Source data
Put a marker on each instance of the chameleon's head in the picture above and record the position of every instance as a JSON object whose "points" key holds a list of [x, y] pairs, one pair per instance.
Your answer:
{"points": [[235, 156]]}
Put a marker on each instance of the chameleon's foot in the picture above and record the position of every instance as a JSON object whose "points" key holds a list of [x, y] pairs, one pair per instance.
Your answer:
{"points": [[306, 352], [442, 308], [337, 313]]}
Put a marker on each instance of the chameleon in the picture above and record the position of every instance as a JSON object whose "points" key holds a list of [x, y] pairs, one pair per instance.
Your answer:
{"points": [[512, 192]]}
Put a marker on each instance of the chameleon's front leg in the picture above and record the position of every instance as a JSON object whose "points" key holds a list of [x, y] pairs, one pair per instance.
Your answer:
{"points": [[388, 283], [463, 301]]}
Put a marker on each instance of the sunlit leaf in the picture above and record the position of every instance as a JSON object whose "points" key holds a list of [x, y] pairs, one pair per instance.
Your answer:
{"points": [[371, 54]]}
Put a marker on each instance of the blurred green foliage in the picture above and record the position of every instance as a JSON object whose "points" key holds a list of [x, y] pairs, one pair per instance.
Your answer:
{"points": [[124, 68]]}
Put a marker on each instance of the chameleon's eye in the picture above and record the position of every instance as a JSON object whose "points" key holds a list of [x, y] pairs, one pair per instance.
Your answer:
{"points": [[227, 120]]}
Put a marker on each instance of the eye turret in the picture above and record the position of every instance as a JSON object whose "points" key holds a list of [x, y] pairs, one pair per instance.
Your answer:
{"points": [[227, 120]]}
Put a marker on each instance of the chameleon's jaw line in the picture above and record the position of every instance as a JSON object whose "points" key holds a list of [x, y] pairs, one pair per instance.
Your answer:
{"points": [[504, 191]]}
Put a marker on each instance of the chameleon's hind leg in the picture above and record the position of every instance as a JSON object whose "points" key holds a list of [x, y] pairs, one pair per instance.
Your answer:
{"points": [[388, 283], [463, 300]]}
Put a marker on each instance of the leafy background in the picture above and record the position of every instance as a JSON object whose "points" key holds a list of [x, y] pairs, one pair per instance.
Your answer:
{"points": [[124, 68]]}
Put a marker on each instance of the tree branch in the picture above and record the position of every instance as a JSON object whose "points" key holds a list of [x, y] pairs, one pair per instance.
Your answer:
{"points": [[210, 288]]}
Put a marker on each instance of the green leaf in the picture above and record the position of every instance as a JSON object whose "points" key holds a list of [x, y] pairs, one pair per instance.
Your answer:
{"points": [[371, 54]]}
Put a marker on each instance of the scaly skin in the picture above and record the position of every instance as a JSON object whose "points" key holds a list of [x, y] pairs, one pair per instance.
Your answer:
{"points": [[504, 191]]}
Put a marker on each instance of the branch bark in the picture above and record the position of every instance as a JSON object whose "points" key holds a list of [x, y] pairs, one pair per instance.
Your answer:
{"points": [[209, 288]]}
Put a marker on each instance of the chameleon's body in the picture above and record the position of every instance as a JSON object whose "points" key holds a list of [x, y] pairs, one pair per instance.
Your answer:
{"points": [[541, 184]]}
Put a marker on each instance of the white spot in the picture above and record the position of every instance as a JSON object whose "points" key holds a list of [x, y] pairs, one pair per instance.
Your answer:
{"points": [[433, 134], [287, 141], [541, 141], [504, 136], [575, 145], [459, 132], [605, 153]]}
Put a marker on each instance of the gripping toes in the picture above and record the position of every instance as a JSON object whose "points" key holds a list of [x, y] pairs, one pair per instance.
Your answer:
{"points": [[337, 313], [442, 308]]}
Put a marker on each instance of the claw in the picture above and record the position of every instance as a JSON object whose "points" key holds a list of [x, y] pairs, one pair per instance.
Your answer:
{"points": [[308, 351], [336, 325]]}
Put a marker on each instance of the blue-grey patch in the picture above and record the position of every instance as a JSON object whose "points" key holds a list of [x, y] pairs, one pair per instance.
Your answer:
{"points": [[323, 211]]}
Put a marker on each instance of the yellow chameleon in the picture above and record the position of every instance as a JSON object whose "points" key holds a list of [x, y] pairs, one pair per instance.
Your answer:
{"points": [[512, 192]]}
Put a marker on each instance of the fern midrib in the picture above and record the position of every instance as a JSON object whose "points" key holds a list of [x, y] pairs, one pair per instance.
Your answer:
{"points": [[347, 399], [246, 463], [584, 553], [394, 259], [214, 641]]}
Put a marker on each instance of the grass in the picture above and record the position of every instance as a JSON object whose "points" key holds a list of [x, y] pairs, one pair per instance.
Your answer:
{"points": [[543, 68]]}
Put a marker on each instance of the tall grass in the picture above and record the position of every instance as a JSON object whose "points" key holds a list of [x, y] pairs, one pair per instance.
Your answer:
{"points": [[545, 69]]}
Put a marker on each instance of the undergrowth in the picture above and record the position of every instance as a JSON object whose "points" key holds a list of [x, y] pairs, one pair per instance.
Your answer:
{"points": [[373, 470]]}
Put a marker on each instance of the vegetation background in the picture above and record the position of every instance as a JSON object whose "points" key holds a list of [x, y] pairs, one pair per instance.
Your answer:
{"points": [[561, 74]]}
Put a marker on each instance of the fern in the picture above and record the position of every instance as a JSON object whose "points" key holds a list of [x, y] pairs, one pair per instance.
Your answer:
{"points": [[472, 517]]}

### The problem:
Please output every record, keeping each line exact.

### The solution:
Put a marker on each instance of the chameleon's head in the picture above and record the position of every instance as a JSON object whose "points" key holds a list of [x, y] pairs, one pair per instance.
Your answer:
{"points": [[235, 156]]}
Put a marker on each instance of the chameleon's foot in the picture above and record the position of every instance as a JSON object whose "points" key holds a list of [x, y] pairs, one pair per instance.
Your answer:
{"points": [[306, 352], [442, 308], [337, 313]]}
Put a marker on each instance of the chameleon in the picture above and record the position of every instance as a JSON object whose "points" key holds a list of [x, y] pairs, one pair per instance.
Your answer:
{"points": [[512, 192]]}
Put a marker on each instance of the chameleon's front leg in the picture above and record the position of every instance as a JSON object whose "points" key holds a list of [x, y] pairs, one pair per instance.
Your answer:
{"points": [[388, 283], [463, 301]]}
Put a marker on each instance of the sunlit leaf in the picture above and record the position of every instance as a JSON object whose "points" key holds a list of [x, y] pairs, one pair per instance.
Your answer:
{"points": [[371, 54]]}
Put a marker on each instance of the blurred green foliage in the picture above and record the position of every instance as a JSON object whose "points" key holds a list of [x, y] pairs, one pair per instance.
Your answer:
{"points": [[124, 68]]}
Put a marker on each instance of the chameleon's eye in the picture above and record the position of every instance as a JSON object whose "points" key holds a list of [x, y] pairs, one pair per instance.
Your answer:
{"points": [[227, 120]]}
Put a marker on each instance of the eye turret in the picture above and record the position of every instance as a JSON object whose "points" key holds a list of [x, y] pairs, one pair per instance.
Your answer:
{"points": [[227, 120]]}
Put a marker on each instance of the chameleon's jaw line in the picture above and record the position of every instance as a JSON object whose "points" key holds a list of [x, y] pairs, one pair per instance.
Your answer:
{"points": [[504, 191]]}
Put a marker on each instance of the chameleon's hind leg in the picture above and record the position of every instance as a JSON object whose "points" key holds a list of [x, y] pairs, one pair per instance.
Your answer:
{"points": [[388, 283], [463, 300]]}
Put a marker on each instance of the leafy background in the picture above and record the position of every instance as a JSON object whose "points" key holds a list of [x, y] pairs, one pair per instance.
Your answer:
{"points": [[124, 68]]}
Put a marker on each instance of the tree branch in the picture above and record the position of every instance as a JSON object whose "points" key holds a list of [x, y] pairs, one pair per instance.
Your answer:
{"points": [[210, 288]]}
Put a marker on each instance of the green leaf in the picture above and record the position of every instance as a JSON object whose "points" key holds a list of [x, y] pairs, one pair per instance.
Your answer:
{"points": [[371, 54]]}
Put a marker on each instance of the scaly skin in the picture above and record the position of every instance as a JSON object whose "points" key holds a list of [x, y] pairs, one pair per instance.
Your answer:
{"points": [[504, 191]]}
Put a marker on each instance of the branch bark in the picture above and record the position of every instance as a JSON object whose "points" key holds a list of [x, y] pairs, one pair per instance.
Your answer:
{"points": [[209, 288]]}
Put a marker on each instance of the chameleon's body in the picture above and record the position of every instance as a JSON object whose "points" key holds a list of [x, y] pairs, one pair per instance.
Your answer:
{"points": [[541, 184]]}
Put a marker on each instance of the white spot in the picture above and record the position of every instance as a JSON object whose "points" key holds a list of [x, y] pairs, one pair per instance.
Your answer:
{"points": [[433, 134], [287, 141], [541, 141], [504, 136], [575, 145], [459, 132], [605, 153]]}
Put a marker on each instance of the gripping toes in the picture above and record the position of every instance as a JSON object whose "points" key holds a list of [x, y] pairs, one pair per instance.
Your answer:
{"points": [[337, 313], [442, 308]]}
Put a marker on each instance of the claw in the picture above and record the position of every instance as a JSON object whose "points" key holds a list of [x, y] pairs, one pair per instance.
Your answer:
{"points": [[308, 351], [336, 325]]}
Put a marker on each instance of the blue-grey patch in the picture above and record the position of every instance as a JSON object whose "points" key holds a list of [x, y] pairs, one pair per instance.
Your answer:
{"points": [[323, 211]]}
Put a marker on each instance of the yellow chameleon in the picture above and record the position of every instance as a JSON object whose "points" key holds a list of [x, y] pairs, one pair per instance.
Your answer:
{"points": [[512, 192]]}
Put a marker on each instance of the fern midrib in the picture above and record the position of every instance as a JSON object whose "points" key holds a list of [x, y] pairs, one pair per instance.
Your answer:
{"points": [[347, 399], [246, 463], [584, 553], [394, 259], [214, 641]]}
Put a marker on each instance of the grass in the picture above and record the position of every instance as a JSON object whose "points" key holds a list of [x, y] pairs, one pair per instance.
Your answer:
{"points": [[543, 68]]}
Put a marker on each instance of the tall grass in the picture above and record the position of every instance as a JSON object whose "points" key holds a list of [x, y] pairs, one pair per instance.
Your answer:
{"points": [[545, 69]]}
Put a marker on each instance of the undergrowth in the picture above and record the position of every instance as a JSON object whose "points" key holds a list of [x, y] pairs, one pair per instance.
Your answer:
{"points": [[373, 470]]}
Put a marker on each instance of the vegetation background in the picture above and record the position of every instance as a JSON object whose "points" key holds a list of [x, y] pairs, one pair per instance.
Your answer:
{"points": [[561, 74]]}
Put a marker on each instance of the fern in the picture above and record the position of every instance as a JSON object whose "points" key holds a list of [x, y] pairs, one pair per instance.
Your answer:
{"points": [[472, 517]]}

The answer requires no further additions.